:: Exercise ::
Please copy every line from the records below that contains the string "this".

[Excerpts from a dataset]
::::

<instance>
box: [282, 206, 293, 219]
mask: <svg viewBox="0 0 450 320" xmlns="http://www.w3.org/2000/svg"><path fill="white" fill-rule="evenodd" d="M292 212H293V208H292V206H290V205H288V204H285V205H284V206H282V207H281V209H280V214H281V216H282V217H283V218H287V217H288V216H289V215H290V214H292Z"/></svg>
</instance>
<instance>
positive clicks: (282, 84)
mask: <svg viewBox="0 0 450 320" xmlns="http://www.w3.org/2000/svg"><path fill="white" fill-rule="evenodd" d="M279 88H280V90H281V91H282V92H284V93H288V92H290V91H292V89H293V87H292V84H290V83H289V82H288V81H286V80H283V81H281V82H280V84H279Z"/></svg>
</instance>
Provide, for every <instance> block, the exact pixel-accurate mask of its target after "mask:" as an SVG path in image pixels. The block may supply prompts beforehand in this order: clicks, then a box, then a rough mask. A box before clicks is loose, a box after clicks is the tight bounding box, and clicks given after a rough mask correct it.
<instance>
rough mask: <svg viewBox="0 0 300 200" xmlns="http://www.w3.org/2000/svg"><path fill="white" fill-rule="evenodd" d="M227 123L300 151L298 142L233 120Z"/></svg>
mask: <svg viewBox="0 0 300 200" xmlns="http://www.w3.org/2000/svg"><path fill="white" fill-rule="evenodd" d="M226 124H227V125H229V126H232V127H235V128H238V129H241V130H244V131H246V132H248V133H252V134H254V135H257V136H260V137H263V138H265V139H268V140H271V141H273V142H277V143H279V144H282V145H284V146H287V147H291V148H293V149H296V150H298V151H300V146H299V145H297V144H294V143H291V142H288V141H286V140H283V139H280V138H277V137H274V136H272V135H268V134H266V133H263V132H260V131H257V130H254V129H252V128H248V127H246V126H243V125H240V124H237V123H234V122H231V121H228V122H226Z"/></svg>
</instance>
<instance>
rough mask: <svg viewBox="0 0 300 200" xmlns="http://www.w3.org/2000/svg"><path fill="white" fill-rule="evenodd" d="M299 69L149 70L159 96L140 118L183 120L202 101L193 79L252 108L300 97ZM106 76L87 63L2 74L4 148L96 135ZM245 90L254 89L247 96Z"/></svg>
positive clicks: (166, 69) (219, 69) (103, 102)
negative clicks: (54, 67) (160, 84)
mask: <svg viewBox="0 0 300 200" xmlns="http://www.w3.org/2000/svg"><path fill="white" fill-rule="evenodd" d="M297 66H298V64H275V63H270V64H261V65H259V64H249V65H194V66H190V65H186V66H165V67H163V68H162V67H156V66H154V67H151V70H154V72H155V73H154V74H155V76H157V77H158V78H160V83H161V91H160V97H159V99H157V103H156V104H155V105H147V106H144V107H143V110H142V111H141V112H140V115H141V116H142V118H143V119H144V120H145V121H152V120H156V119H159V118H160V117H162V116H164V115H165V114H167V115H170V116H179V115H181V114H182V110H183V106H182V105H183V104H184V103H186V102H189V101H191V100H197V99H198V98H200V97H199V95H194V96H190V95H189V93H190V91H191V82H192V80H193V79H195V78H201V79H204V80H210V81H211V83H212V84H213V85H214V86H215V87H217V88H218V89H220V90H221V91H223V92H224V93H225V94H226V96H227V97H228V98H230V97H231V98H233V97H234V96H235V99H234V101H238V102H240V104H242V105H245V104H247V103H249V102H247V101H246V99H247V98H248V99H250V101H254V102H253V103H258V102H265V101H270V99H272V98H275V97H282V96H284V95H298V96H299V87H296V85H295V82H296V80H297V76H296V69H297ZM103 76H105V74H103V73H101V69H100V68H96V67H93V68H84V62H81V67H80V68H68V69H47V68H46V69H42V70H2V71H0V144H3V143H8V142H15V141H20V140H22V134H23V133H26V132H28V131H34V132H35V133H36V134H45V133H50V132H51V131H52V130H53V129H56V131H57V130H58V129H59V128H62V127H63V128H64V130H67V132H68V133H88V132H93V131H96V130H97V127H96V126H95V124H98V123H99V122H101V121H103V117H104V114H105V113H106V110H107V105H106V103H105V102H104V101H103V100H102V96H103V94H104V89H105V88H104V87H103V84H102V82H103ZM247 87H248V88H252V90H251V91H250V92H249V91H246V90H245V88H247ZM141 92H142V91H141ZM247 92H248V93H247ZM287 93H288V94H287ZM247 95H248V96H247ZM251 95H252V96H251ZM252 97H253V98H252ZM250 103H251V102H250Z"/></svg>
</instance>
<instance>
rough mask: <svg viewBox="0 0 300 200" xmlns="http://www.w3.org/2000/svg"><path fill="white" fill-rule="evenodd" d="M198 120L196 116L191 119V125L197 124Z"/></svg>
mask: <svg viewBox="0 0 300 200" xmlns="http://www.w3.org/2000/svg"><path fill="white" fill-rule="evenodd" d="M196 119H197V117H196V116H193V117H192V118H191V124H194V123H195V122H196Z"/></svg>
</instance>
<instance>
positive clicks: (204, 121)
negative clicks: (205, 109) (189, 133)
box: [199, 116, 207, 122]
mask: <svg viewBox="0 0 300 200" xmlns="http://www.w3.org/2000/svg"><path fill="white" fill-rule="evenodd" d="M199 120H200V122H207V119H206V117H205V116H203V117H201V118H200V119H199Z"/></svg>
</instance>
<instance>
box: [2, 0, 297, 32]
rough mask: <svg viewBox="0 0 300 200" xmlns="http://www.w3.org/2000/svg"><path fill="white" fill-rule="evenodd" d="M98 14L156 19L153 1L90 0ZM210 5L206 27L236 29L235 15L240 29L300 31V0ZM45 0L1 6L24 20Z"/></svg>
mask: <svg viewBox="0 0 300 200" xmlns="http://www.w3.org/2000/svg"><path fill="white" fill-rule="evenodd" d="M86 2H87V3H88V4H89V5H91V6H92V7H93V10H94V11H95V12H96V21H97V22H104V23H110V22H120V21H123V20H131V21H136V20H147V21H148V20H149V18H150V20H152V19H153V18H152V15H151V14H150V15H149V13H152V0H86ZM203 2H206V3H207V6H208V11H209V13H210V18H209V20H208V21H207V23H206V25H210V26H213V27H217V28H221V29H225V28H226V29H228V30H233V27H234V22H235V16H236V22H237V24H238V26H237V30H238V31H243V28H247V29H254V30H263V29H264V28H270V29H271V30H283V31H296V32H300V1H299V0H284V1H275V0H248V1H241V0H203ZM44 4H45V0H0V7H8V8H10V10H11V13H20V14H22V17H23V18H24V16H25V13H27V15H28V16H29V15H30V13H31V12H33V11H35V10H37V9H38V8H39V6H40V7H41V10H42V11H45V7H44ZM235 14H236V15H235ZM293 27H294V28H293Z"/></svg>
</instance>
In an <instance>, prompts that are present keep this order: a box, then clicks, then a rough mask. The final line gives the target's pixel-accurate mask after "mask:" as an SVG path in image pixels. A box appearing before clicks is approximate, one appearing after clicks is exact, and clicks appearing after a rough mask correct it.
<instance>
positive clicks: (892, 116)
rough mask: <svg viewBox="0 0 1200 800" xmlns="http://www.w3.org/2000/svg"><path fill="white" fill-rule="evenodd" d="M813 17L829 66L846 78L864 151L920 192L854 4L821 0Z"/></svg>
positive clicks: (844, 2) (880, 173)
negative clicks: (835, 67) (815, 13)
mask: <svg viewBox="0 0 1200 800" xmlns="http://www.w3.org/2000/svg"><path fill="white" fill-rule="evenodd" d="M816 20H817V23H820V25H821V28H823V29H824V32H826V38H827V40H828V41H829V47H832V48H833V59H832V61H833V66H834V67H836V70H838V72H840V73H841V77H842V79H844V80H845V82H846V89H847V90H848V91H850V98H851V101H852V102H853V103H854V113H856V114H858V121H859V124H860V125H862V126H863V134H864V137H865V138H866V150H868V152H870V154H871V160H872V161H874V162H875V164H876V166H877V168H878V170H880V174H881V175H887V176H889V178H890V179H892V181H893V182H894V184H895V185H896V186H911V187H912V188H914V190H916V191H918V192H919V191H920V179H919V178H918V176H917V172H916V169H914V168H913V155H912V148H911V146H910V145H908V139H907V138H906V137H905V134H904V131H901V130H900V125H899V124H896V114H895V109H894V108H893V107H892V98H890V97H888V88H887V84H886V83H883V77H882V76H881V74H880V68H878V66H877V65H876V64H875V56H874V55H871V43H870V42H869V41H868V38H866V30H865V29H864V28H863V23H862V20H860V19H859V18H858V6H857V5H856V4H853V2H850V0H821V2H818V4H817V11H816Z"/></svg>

::::

:: Finished task ::
Provide, for every <instance> block, the exact pixel-accurate mask of its target after "mask:" as an SVG path in image pixels. The block may supply prompts beforehand in this order: clicks, then a box, then a rough mask. A box before clicks is loose, a box after clicks is the tight bounding box, and clicks given after a rough mask correct it.
In an <instance>, prompts that are present keep this order: a box, then clicks, then a rough mask. The final line gives the target's pixel-accurate mask after "mask:" as an SVG path in image pixels. A box appearing before clicks is approximate, one appearing after clicks is exact, and clicks appearing after a rough mask correct it.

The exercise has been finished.